## [Requirement]
Among the records below, find the lines containing "laptop" and state only how many there are.

(Recorded data)
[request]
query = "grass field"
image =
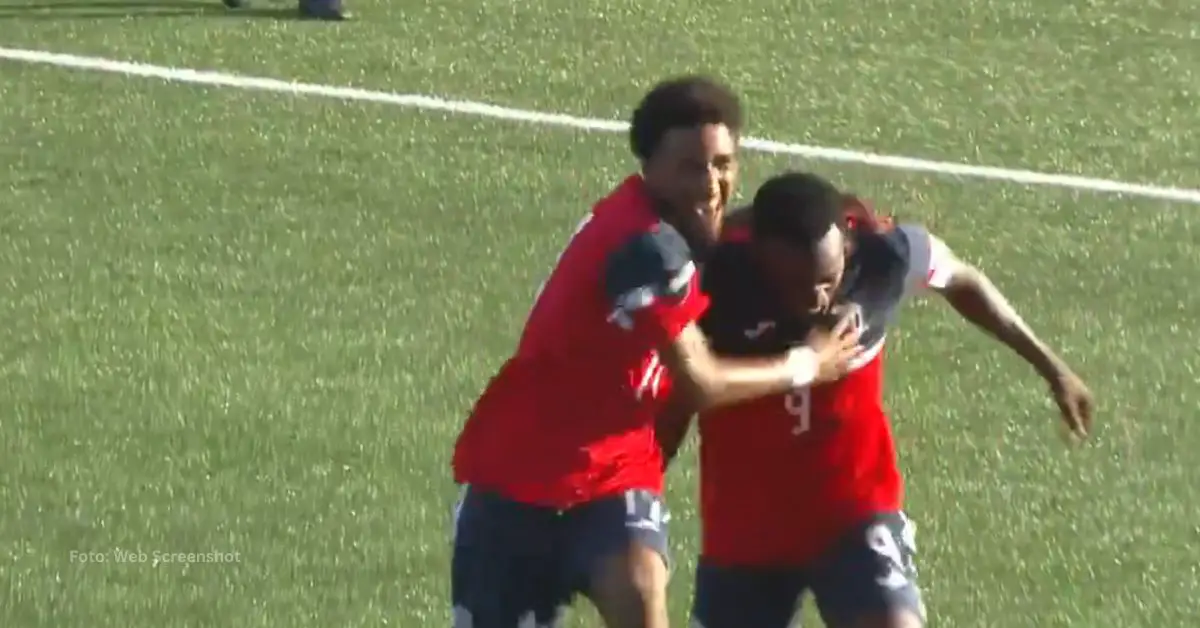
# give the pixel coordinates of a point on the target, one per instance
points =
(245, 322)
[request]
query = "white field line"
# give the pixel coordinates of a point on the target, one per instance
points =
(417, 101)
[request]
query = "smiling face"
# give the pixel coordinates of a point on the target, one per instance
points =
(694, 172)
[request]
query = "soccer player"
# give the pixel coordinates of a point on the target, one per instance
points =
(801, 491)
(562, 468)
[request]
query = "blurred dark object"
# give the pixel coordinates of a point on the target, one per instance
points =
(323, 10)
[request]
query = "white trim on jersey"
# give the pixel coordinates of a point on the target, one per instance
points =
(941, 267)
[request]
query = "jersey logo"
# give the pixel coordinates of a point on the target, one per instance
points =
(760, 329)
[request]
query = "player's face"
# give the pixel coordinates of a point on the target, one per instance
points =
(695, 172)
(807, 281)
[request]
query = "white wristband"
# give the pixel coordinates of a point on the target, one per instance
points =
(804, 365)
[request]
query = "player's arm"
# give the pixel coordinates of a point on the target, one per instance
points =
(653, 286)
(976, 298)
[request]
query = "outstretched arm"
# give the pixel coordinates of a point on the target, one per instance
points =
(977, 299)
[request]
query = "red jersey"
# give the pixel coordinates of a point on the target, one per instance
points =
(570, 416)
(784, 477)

* * *

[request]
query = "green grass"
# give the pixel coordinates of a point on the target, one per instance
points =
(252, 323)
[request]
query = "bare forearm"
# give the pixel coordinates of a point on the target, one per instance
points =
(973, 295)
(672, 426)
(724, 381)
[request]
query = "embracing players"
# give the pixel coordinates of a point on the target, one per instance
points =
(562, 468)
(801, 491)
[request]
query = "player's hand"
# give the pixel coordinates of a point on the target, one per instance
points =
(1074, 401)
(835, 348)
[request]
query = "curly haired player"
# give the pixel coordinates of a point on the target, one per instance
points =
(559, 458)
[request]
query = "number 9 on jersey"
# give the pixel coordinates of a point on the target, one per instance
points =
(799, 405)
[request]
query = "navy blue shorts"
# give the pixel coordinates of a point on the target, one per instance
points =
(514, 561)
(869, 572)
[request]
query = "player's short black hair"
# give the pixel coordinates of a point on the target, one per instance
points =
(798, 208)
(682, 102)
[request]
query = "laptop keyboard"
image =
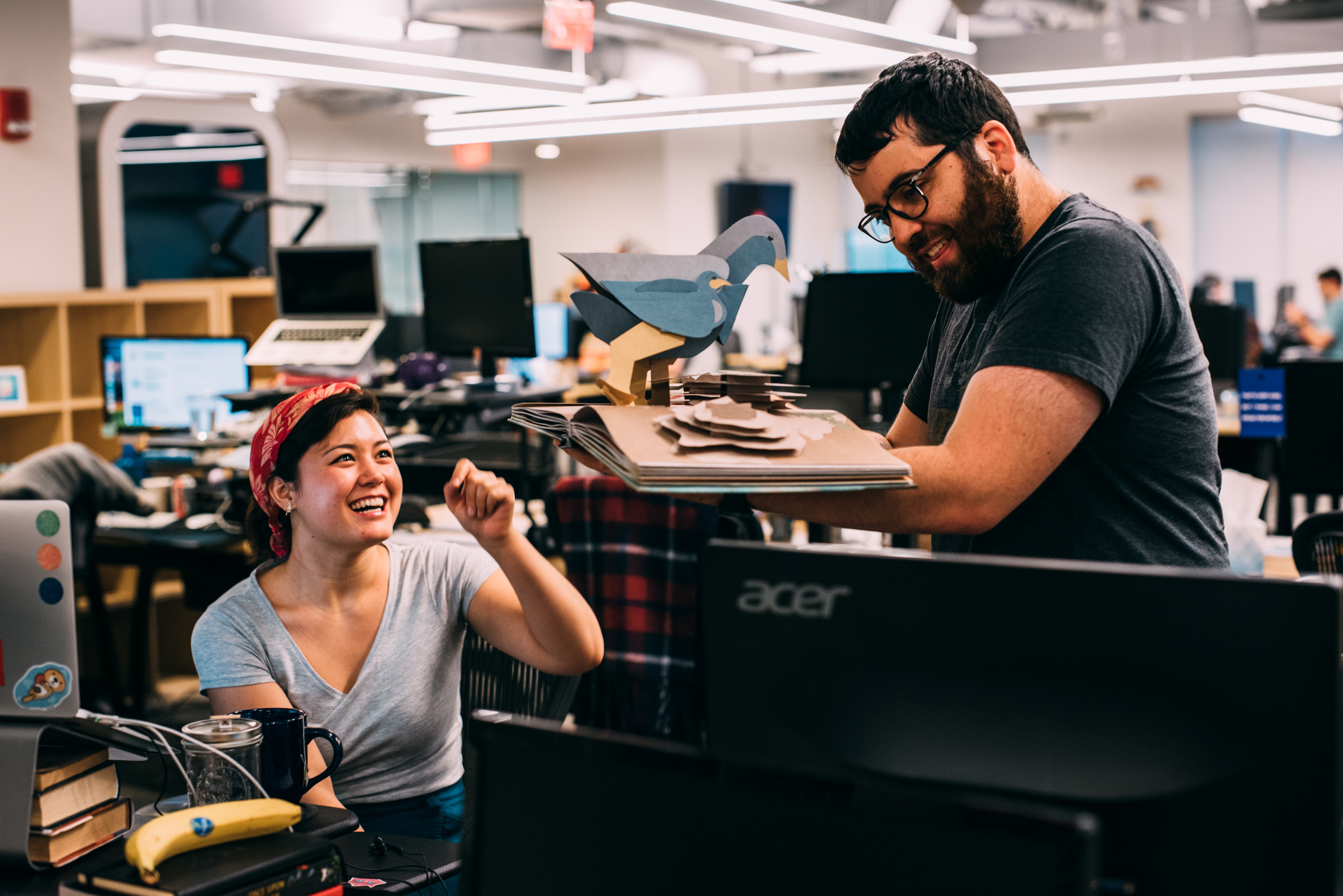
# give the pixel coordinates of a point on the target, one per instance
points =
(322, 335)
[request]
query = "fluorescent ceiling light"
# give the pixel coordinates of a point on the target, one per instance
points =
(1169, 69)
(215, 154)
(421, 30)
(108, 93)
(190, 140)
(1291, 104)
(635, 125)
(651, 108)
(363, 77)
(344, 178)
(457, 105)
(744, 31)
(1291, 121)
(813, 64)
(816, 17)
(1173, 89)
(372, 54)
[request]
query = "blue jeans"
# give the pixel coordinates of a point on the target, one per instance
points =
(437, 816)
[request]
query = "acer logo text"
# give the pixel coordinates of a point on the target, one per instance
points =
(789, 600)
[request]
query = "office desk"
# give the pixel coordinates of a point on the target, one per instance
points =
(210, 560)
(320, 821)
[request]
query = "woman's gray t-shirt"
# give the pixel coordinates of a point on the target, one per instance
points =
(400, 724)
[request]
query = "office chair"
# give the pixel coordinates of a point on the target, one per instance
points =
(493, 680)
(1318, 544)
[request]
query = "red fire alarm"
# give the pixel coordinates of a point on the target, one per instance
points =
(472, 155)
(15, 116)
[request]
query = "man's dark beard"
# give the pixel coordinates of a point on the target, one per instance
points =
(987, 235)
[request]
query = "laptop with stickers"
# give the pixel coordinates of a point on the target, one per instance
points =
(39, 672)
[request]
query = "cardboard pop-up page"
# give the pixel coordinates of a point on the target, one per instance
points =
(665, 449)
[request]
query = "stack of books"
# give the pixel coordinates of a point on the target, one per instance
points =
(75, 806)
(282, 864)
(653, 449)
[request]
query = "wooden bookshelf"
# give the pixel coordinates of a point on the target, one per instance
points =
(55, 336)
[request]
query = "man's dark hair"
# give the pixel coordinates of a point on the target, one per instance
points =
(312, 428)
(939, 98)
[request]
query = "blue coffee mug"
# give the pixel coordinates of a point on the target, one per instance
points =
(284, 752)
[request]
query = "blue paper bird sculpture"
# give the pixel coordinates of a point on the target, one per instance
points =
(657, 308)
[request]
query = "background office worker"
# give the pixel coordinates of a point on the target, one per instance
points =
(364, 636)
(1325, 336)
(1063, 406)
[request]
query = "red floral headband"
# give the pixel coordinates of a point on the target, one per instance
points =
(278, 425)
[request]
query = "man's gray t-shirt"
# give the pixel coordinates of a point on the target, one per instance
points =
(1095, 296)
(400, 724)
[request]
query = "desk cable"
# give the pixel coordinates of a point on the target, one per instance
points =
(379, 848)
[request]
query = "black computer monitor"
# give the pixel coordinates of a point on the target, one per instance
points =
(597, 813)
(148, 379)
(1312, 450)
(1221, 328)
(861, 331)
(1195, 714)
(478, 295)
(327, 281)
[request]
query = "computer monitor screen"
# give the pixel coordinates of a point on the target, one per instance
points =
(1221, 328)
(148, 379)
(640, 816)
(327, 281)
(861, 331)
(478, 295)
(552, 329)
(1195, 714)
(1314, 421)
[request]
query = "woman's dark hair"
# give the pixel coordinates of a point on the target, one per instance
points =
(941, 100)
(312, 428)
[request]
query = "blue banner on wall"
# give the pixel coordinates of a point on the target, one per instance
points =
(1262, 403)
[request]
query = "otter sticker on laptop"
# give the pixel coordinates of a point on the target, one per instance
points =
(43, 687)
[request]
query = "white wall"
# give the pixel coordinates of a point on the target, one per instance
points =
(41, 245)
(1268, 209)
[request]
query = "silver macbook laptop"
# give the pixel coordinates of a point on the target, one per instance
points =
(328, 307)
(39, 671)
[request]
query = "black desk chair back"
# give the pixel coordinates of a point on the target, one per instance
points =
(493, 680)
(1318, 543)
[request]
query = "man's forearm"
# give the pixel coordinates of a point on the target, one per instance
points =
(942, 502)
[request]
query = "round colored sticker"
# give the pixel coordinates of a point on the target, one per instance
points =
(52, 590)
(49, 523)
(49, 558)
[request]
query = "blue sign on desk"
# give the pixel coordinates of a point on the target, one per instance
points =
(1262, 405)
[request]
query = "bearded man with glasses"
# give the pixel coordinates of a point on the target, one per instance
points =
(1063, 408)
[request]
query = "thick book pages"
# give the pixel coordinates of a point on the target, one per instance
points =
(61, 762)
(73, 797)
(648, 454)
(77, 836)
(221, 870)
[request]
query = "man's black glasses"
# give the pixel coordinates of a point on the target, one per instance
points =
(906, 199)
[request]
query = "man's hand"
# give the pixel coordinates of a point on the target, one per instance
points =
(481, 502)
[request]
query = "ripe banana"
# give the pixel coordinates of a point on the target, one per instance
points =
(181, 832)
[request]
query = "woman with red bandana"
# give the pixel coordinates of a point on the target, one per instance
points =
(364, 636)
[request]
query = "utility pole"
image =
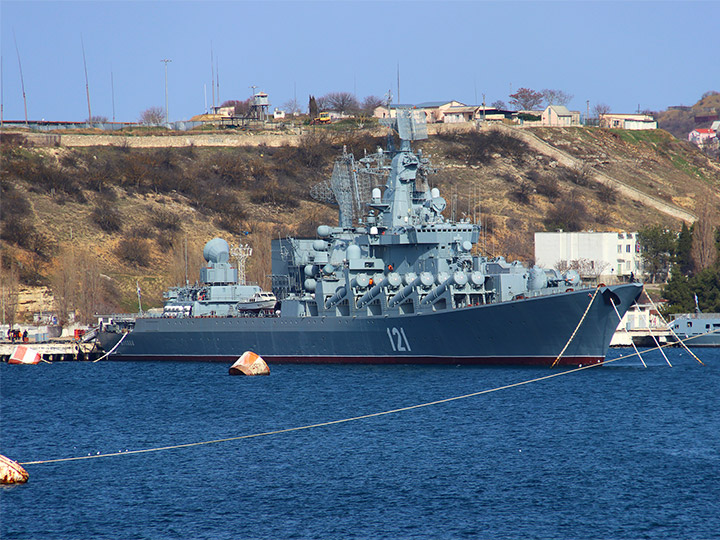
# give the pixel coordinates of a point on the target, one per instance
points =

* * *

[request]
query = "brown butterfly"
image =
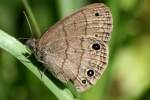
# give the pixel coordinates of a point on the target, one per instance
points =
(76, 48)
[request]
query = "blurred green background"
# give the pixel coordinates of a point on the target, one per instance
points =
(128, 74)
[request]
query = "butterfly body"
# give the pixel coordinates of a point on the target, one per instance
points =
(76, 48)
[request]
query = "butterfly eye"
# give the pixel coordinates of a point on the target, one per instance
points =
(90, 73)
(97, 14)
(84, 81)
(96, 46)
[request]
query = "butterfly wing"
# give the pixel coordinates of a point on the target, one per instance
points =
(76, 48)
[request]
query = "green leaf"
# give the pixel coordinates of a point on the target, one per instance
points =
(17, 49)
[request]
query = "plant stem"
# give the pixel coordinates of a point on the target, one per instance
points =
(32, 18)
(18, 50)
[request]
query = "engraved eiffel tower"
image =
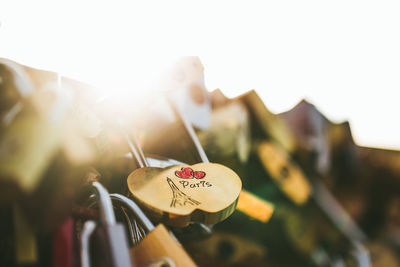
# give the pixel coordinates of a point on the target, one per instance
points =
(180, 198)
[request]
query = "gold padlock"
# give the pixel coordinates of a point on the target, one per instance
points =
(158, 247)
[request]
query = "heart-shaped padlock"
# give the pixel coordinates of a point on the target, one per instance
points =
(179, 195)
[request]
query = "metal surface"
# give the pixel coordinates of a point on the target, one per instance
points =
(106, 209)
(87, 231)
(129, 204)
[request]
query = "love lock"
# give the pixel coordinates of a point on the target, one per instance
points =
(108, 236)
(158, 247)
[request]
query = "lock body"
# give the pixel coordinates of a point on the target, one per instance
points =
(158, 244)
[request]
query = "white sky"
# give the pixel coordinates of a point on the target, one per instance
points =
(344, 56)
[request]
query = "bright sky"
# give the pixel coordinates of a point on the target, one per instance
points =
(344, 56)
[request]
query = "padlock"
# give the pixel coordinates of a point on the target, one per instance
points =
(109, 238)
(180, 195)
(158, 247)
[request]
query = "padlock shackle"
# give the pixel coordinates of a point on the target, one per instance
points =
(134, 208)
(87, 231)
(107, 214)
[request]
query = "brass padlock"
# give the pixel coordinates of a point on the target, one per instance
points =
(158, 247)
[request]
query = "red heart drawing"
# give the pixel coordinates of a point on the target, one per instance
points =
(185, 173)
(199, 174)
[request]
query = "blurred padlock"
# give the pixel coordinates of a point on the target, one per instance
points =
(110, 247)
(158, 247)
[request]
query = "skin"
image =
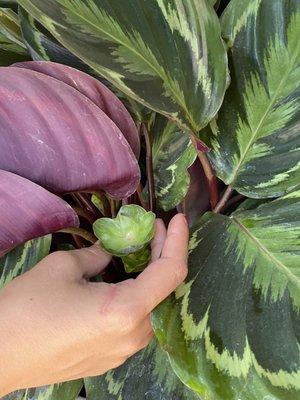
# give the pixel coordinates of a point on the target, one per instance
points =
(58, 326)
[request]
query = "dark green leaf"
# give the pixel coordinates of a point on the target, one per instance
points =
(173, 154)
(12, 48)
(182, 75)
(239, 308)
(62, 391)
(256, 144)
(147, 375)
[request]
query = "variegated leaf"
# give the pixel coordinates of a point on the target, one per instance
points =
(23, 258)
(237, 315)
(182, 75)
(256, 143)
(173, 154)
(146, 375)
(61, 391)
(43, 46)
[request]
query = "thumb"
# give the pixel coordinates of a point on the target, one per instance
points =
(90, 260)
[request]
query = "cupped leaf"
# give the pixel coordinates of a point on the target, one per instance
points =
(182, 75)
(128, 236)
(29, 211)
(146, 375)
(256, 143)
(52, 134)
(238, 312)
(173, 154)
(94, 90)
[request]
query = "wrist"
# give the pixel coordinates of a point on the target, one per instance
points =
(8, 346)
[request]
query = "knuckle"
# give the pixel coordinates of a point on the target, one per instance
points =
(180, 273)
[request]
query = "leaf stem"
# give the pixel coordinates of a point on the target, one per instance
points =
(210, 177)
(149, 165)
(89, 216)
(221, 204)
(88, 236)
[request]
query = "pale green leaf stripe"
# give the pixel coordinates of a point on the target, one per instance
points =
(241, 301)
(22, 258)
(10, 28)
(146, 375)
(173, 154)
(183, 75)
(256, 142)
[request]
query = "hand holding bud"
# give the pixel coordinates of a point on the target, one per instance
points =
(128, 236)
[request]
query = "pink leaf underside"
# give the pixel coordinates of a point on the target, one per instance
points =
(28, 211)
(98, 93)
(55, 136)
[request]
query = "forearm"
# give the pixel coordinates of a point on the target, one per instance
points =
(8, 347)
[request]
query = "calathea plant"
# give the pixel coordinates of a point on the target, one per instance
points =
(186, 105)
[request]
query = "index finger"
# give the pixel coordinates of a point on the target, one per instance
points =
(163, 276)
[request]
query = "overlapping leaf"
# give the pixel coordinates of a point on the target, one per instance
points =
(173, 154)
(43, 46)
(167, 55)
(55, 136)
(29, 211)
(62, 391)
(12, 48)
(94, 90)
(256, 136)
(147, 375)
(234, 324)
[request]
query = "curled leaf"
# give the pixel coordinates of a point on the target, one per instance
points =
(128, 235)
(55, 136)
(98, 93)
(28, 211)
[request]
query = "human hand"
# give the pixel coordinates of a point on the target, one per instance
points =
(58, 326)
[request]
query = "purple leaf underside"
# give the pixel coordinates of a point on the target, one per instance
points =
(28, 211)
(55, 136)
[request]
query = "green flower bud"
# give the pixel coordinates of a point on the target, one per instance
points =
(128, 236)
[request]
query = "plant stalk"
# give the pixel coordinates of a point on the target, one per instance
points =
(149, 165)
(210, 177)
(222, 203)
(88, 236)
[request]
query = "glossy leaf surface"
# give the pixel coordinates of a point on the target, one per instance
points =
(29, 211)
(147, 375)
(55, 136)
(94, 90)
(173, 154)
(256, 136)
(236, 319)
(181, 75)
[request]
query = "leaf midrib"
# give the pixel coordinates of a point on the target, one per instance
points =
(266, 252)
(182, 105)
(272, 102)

## [Finished task]
4